◆ Work to complete ◆
The line containing "of the delivery" and every line after it, through the last, are to be extracted exactly; no other lines belong in the answer.

◆ Supplied information ◆
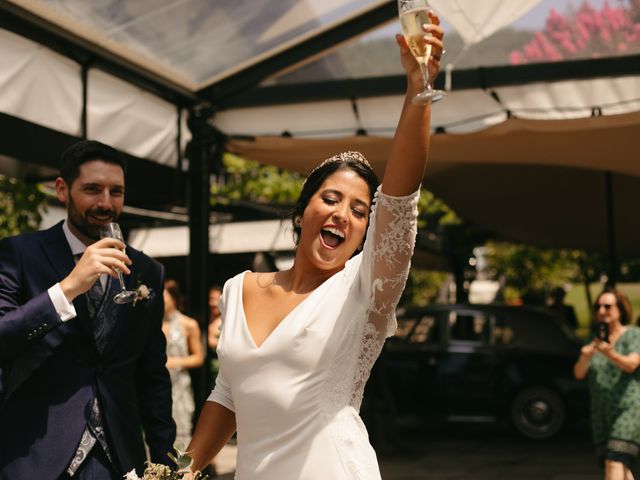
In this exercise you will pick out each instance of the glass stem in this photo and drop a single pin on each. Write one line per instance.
(424, 68)
(121, 280)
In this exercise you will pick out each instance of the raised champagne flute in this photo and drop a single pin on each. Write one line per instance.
(112, 230)
(413, 15)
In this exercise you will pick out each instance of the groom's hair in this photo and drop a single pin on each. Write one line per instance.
(86, 151)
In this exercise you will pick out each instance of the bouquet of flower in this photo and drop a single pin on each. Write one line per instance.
(155, 471)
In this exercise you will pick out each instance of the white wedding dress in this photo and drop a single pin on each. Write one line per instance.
(296, 397)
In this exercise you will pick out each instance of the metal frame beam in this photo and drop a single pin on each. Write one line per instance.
(252, 76)
(484, 78)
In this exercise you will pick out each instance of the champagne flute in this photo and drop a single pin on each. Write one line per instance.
(414, 14)
(112, 230)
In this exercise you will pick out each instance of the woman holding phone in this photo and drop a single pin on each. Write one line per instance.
(610, 362)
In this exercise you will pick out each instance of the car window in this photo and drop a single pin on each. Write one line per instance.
(502, 331)
(468, 326)
(422, 329)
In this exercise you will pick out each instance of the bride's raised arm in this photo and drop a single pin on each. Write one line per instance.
(392, 232)
(406, 165)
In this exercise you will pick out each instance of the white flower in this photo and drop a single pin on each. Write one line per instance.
(132, 475)
(142, 293)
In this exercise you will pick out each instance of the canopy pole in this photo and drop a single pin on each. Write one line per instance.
(199, 152)
(611, 231)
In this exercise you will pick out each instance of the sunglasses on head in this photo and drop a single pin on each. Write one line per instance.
(607, 306)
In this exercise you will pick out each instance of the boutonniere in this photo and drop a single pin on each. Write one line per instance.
(155, 471)
(142, 292)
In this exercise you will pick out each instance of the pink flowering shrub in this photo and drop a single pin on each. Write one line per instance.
(585, 32)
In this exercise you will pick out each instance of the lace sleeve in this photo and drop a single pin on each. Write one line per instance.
(386, 257)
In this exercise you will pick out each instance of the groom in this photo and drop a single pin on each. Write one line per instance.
(83, 377)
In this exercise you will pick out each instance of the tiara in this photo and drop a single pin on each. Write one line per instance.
(343, 157)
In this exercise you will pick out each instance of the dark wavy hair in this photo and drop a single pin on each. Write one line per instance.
(622, 302)
(86, 151)
(345, 161)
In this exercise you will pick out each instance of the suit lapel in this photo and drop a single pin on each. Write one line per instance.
(56, 248)
(123, 311)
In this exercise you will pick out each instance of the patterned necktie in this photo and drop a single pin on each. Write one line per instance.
(95, 300)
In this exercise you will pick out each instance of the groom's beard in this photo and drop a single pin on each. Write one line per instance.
(83, 222)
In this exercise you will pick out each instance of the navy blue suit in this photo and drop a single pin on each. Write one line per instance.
(52, 369)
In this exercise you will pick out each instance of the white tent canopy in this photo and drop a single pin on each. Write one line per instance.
(191, 48)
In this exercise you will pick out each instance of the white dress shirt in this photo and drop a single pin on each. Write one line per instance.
(64, 307)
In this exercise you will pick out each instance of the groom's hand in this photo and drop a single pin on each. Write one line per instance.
(101, 257)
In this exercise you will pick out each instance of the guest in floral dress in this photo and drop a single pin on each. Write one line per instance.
(614, 385)
(184, 351)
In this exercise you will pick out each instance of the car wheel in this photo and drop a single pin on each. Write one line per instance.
(538, 413)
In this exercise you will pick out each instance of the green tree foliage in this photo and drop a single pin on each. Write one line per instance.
(248, 180)
(529, 269)
(20, 206)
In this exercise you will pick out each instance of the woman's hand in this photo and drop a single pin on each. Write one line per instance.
(603, 347)
(433, 37)
(588, 350)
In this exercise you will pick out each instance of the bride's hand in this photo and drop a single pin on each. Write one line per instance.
(433, 37)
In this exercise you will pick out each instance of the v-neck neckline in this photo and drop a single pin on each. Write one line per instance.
(245, 322)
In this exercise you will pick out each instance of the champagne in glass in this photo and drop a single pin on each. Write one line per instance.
(112, 230)
(414, 14)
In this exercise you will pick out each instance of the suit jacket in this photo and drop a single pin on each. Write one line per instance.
(52, 369)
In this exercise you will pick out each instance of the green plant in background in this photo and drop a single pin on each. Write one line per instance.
(21, 205)
(527, 269)
(249, 180)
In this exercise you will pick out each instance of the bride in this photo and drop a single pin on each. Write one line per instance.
(297, 346)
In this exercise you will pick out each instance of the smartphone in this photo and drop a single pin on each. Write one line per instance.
(603, 331)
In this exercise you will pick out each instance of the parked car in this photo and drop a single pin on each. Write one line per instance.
(482, 362)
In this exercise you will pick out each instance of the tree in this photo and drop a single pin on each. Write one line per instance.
(248, 180)
(585, 32)
(21, 205)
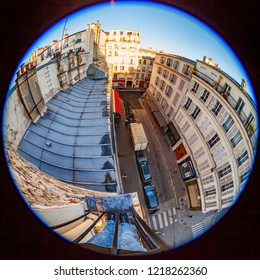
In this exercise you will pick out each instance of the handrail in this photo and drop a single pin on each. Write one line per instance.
(71, 221)
(79, 238)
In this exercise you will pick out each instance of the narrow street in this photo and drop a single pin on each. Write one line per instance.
(174, 222)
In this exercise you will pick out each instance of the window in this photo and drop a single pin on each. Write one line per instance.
(195, 112)
(187, 105)
(236, 139)
(195, 87)
(207, 180)
(227, 186)
(224, 171)
(181, 85)
(162, 60)
(213, 140)
(165, 74)
(240, 105)
(227, 88)
(249, 120)
(169, 62)
(176, 98)
(186, 69)
(210, 192)
(168, 91)
(204, 95)
(162, 85)
(203, 166)
(185, 127)
(173, 79)
(199, 153)
(158, 96)
(176, 65)
(242, 158)
(228, 123)
(192, 139)
(164, 104)
(244, 176)
(170, 112)
(217, 107)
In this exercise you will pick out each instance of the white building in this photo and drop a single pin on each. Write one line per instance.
(122, 50)
(144, 69)
(215, 124)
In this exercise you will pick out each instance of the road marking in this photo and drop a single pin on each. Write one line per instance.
(165, 219)
(160, 221)
(197, 229)
(170, 215)
(154, 222)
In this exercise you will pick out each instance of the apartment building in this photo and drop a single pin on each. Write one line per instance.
(169, 81)
(122, 50)
(215, 124)
(144, 69)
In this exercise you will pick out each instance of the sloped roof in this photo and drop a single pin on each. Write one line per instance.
(72, 141)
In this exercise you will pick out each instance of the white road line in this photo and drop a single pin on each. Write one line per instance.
(160, 221)
(165, 219)
(170, 216)
(197, 229)
(154, 222)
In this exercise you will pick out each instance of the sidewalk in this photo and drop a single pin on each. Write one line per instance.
(184, 216)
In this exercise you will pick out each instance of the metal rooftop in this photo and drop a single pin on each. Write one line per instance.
(72, 141)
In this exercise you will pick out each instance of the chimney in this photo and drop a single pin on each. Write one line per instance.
(243, 85)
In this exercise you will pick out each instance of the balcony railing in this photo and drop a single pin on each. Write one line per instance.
(226, 95)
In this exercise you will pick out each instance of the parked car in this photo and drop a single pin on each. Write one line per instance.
(151, 198)
(144, 169)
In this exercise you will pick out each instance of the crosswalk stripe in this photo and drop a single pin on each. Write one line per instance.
(154, 222)
(165, 219)
(170, 215)
(160, 221)
(197, 229)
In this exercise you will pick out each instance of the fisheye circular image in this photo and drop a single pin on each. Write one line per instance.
(127, 135)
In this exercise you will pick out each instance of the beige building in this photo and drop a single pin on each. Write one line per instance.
(213, 122)
(122, 50)
(144, 69)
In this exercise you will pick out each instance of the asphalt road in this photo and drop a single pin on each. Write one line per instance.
(166, 176)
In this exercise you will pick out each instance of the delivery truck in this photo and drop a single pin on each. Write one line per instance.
(138, 137)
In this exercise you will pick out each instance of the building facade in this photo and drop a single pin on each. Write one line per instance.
(122, 50)
(144, 69)
(216, 128)
(169, 81)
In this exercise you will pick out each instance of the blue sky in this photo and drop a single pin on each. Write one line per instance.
(162, 28)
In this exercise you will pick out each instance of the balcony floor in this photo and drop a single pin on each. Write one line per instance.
(72, 141)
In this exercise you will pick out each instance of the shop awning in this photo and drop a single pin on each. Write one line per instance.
(155, 110)
(117, 108)
(160, 118)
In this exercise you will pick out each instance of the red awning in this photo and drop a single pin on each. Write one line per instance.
(117, 103)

◆ Final result ◆
In this exercise you will pick out each instance of the delivery truck in this photo and drop a single pin on each. Write one line per instance.
(138, 137)
In this exercise you will pick out each instance of the building facade in this photo and drop a single pin on each. Write one line per instance.
(122, 50)
(144, 69)
(216, 128)
(169, 81)
In this exercise you will pick out each instance of the blue sky in this photo and drop a single pin on each. Write one line per instance.
(162, 28)
In this exercise you will pick out each instance of the balcony floor in this photo and drop a single pin on each. Write one line per instance.
(72, 141)
In this exercise you will pick out each instance of the shop awning in this photo and drop a single pin on each. Write one line per instance.
(155, 110)
(117, 108)
(160, 118)
In this exercise you will pick out each instance of the red awning in this photo and drop a single pin on each. Write one line per instance.
(117, 103)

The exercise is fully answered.